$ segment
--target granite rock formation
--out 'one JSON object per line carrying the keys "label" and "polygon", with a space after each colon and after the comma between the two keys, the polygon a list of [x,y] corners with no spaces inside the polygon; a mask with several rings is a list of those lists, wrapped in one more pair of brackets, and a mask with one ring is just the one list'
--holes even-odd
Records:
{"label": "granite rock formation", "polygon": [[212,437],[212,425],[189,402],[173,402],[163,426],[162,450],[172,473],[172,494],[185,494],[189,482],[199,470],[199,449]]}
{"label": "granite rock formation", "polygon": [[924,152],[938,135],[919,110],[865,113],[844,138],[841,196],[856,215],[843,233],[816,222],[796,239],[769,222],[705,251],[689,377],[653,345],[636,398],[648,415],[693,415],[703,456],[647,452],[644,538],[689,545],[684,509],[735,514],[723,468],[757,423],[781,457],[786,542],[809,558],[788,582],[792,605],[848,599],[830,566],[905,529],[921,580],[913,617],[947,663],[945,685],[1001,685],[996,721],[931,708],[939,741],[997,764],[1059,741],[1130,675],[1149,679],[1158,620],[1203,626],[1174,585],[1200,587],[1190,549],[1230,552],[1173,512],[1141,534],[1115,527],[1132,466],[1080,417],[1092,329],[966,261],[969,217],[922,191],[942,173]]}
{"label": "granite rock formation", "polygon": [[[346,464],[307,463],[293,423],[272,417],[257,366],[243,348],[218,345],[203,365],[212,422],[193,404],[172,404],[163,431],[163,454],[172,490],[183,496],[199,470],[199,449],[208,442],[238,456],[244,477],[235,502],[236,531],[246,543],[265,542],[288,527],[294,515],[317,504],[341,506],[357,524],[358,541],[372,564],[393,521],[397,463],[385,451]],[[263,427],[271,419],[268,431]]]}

## To do
Retype every line above with nothing changed.

## Result for this exercise
$ segment
--target granite rock formation
--out 'one JSON object per line carrying the keys "label" and "polygon", with a space after each colon and after the comma between the two keys, the polygon a list of [x,y] corners with no spaces inside the polygon; a mask with several rings is a list of those lists, wrapped in one more pair of brackets, and a mask with one ring is just the one list'
--holes even-odd
Records:
{"label": "granite rock formation", "polygon": [[212,437],[212,425],[189,402],[173,402],[163,426],[162,450],[172,473],[172,494],[185,494],[189,482],[199,470],[199,449]]}
{"label": "granite rock formation", "polygon": [[924,152],[938,135],[919,110],[865,113],[844,138],[841,196],[856,215],[843,233],[816,222],[796,239],[769,222],[705,251],[689,377],[653,345],[636,398],[648,415],[693,415],[703,456],[647,452],[644,538],[689,545],[684,509],[735,514],[723,468],[757,423],[781,457],[786,542],[809,558],[788,582],[792,605],[848,599],[830,566],[905,529],[921,580],[913,617],[947,663],[945,685],[1001,685],[996,721],[931,708],[939,741],[997,764],[1059,741],[1130,675],[1149,679],[1158,620],[1203,626],[1174,585],[1200,587],[1190,549],[1230,552],[1173,512],[1141,534],[1115,527],[1132,466],[1080,417],[1092,329],[966,261],[969,217],[922,191],[942,173]]}
{"label": "granite rock formation", "polygon": [[[346,464],[307,463],[293,423],[272,417],[257,366],[243,348],[218,345],[203,365],[212,422],[193,404],[172,404],[163,431],[163,454],[172,490],[183,496],[199,470],[199,449],[208,442],[238,456],[244,477],[235,502],[236,531],[246,543],[265,542],[288,527],[294,515],[317,504],[341,506],[357,524],[358,541],[372,564],[393,521],[397,463],[385,451]],[[263,427],[271,419],[268,431]]]}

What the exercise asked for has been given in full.